= What needs to be done =
Find out how many lines of the material contain the string "prompts" and give only that figure.

= Exercise material =
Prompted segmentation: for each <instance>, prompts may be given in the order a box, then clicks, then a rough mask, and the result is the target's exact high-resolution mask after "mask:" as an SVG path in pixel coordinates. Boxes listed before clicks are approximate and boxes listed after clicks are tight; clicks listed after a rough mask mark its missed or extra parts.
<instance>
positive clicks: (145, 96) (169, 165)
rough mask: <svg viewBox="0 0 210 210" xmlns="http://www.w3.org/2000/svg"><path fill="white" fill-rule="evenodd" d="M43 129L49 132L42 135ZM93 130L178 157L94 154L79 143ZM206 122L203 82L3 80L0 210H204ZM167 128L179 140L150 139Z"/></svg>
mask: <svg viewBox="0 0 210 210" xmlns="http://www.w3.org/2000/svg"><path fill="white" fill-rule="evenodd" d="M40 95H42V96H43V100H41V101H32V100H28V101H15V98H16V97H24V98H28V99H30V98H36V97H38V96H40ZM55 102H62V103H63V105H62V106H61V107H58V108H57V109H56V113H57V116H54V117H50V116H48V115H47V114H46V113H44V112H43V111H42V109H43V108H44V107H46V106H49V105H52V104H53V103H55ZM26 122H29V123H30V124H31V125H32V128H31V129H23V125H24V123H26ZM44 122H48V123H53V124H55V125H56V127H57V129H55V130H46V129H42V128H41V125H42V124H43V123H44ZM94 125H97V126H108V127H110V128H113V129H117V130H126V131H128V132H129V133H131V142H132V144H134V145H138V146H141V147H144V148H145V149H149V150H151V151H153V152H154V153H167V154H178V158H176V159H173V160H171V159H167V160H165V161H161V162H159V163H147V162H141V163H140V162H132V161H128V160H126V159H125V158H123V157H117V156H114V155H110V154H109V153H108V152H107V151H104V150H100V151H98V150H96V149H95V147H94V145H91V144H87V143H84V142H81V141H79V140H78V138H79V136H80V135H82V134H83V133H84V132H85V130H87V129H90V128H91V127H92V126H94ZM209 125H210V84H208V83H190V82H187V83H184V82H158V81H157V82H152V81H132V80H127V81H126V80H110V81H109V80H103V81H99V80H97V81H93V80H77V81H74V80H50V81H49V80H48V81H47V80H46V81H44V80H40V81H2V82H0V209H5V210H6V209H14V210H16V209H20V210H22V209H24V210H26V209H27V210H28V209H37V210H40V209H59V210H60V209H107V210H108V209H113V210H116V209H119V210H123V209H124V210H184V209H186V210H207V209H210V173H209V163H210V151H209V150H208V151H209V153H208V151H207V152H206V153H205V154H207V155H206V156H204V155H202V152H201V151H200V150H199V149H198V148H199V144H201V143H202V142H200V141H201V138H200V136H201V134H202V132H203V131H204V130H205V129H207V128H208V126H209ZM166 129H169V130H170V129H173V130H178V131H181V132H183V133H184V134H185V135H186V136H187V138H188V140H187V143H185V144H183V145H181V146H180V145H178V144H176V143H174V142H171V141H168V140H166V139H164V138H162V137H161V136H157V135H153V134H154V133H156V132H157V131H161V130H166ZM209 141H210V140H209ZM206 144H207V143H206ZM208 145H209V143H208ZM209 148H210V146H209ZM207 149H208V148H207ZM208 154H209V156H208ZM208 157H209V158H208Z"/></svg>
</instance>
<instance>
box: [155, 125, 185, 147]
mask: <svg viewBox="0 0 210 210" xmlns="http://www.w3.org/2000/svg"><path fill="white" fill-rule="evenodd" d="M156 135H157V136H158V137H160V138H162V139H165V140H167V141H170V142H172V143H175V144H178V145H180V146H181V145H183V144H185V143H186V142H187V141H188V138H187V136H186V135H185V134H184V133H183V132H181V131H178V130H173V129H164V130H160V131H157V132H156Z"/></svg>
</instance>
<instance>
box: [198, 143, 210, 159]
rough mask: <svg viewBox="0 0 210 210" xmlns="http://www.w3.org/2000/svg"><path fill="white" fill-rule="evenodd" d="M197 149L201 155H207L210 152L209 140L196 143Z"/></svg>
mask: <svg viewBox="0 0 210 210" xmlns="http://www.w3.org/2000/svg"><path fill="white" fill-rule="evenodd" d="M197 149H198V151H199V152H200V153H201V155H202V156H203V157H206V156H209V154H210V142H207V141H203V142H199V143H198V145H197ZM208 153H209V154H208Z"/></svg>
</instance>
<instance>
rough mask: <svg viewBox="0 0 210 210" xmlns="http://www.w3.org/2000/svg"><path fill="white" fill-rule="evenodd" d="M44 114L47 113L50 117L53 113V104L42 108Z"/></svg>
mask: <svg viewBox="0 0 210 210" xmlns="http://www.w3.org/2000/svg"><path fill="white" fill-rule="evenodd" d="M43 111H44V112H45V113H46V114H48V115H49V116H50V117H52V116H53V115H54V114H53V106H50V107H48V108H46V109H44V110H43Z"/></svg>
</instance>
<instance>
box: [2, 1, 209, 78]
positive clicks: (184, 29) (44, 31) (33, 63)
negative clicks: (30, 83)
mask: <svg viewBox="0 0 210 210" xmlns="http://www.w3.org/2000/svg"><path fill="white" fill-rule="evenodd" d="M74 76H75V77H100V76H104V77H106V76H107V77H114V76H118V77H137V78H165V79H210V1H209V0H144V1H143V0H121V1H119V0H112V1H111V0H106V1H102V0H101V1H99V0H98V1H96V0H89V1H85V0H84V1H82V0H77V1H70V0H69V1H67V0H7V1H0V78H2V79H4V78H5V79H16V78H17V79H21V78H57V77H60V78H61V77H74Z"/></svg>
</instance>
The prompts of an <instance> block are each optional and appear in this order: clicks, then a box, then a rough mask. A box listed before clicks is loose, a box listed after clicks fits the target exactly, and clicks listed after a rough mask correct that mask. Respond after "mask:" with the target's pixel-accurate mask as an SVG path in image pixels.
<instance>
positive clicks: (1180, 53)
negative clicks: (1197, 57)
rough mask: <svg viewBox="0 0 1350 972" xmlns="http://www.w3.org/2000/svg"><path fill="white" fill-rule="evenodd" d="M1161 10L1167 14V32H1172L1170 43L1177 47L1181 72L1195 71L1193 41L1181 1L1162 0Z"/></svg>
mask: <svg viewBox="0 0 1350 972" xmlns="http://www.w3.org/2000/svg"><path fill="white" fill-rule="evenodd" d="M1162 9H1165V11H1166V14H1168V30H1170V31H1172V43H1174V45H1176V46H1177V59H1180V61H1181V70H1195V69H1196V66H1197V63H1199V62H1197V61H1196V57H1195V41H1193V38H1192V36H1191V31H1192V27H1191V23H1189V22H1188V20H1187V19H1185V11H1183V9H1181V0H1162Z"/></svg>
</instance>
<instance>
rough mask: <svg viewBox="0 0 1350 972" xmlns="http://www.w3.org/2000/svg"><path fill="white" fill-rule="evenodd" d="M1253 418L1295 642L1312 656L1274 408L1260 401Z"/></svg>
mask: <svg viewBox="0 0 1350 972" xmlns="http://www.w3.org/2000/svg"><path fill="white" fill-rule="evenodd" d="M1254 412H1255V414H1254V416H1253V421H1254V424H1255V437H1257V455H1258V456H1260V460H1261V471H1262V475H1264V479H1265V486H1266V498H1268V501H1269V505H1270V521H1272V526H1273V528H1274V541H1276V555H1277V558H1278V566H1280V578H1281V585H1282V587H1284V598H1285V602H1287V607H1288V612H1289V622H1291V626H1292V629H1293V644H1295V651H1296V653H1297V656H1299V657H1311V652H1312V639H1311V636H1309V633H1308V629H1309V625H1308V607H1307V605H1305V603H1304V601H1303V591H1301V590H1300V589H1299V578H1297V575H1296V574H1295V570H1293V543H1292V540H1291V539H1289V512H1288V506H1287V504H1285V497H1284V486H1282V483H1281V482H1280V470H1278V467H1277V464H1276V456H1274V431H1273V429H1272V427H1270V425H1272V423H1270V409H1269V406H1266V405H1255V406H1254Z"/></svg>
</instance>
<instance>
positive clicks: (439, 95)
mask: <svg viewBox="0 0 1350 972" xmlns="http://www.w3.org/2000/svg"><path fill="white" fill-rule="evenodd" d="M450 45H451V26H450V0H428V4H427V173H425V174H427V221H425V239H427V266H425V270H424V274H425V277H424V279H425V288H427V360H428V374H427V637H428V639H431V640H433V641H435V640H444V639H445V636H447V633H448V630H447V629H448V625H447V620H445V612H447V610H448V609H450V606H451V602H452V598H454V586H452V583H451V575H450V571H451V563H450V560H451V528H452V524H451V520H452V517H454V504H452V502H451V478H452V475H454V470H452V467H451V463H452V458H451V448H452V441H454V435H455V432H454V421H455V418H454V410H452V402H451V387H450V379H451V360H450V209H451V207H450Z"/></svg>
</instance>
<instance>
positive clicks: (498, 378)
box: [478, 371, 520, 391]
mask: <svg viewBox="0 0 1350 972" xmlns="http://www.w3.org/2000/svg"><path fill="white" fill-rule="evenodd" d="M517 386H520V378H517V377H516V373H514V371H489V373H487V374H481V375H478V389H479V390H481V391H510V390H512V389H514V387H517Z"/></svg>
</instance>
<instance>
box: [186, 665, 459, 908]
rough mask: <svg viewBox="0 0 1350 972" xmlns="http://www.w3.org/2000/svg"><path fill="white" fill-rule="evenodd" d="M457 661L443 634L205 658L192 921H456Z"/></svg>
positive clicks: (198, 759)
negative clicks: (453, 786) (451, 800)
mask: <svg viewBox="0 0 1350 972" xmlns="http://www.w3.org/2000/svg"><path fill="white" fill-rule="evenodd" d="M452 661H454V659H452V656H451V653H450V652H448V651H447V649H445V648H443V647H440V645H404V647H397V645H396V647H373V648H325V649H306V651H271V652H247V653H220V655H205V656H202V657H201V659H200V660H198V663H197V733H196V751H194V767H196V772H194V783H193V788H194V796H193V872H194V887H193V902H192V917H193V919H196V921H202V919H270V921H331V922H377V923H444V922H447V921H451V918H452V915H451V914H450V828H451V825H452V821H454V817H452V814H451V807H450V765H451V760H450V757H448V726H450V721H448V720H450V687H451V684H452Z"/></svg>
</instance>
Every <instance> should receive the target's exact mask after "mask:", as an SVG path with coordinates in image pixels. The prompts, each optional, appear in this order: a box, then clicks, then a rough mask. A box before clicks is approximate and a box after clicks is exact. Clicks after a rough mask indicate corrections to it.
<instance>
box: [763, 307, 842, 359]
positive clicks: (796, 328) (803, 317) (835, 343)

= Answer area =
3